RAW DATA -
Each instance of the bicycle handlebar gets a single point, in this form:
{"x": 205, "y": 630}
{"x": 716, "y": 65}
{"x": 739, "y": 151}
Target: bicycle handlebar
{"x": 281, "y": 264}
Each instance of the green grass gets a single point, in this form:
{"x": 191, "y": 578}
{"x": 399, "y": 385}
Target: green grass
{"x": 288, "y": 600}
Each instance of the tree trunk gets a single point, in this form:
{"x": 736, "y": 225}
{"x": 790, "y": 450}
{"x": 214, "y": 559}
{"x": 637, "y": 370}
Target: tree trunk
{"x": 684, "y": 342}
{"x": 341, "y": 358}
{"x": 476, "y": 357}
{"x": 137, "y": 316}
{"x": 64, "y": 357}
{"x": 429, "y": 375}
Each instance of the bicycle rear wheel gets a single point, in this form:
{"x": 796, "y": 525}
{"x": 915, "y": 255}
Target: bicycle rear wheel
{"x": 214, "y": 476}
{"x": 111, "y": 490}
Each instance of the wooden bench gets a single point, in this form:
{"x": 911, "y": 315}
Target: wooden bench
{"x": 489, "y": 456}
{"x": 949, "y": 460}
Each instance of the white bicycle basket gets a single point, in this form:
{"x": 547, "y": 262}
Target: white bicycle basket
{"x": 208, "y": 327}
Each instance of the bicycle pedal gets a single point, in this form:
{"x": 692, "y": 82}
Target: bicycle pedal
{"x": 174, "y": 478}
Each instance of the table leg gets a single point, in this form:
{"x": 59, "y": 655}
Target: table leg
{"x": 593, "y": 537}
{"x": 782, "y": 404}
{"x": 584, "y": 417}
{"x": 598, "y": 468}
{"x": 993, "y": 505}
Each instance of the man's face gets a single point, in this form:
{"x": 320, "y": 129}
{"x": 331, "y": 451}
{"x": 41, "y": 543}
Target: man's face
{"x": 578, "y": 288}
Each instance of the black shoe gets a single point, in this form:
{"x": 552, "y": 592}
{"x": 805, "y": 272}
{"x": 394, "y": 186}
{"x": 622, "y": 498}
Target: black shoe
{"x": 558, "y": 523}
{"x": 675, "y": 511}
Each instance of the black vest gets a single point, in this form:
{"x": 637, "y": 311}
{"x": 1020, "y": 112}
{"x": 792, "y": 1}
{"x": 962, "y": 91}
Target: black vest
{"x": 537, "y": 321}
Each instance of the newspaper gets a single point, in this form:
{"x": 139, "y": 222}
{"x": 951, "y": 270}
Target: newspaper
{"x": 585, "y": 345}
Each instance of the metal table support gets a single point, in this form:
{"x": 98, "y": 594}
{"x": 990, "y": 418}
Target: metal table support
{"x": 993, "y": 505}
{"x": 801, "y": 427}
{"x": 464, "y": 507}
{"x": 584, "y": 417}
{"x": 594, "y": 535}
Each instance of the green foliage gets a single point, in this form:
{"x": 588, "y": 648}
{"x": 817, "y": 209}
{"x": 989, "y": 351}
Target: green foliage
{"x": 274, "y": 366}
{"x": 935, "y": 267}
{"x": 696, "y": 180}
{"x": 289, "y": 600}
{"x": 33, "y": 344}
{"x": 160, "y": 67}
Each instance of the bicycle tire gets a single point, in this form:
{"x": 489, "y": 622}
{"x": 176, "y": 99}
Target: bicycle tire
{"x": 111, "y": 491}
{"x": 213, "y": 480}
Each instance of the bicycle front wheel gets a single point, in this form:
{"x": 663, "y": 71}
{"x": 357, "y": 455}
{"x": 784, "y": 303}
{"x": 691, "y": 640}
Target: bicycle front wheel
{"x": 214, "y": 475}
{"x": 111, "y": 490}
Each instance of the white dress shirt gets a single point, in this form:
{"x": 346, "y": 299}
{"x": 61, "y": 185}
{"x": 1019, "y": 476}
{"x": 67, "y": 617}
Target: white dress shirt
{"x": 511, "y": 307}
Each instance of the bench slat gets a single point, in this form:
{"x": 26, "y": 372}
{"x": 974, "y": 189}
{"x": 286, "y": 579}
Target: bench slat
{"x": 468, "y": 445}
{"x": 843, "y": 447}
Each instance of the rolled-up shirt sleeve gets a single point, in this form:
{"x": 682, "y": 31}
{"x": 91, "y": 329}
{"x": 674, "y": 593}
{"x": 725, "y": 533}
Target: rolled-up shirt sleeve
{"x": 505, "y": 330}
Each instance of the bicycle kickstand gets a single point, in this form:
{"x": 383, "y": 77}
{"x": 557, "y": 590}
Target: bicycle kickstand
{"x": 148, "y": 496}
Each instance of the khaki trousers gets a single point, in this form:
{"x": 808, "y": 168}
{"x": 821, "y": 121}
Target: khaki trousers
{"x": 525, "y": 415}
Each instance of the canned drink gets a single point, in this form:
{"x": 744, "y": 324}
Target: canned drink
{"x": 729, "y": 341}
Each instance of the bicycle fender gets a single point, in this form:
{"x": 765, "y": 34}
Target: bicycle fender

REQUEST - Rewrite the lines above, starting at the line that contains "Each instance of the bicycle kickstand" and ending at the final line, with each request included. Multiply every coordinate in the answer points by 2.6 and round it to a whole number, with halves rounded up, and leave the requests and their sample points unchanged.

WRITTEN SOLUTION -
Each instance of the bicycle kickstand gets a single point, in this form:
{"x": 383, "y": 77}
{"x": 557, "y": 590}
Target: bicycle kickstand
{"x": 385, "y": 1290}
Each instance of the khaki trousers gets a single point, in this form:
{"x": 808, "y": 168}
{"x": 821, "y": 121}
Target: khaki trousers
{"x": 1365, "y": 1079}
Each instance of the canned drink gets a single point, in this form:
{"x": 744, "y": 324}
Target: canned drink
{"x": 1895, "y": 887}
Each instance of the bicycle fender gets a single point, in this form:
{"x": 765, "y": 34}
Target: bicycle fender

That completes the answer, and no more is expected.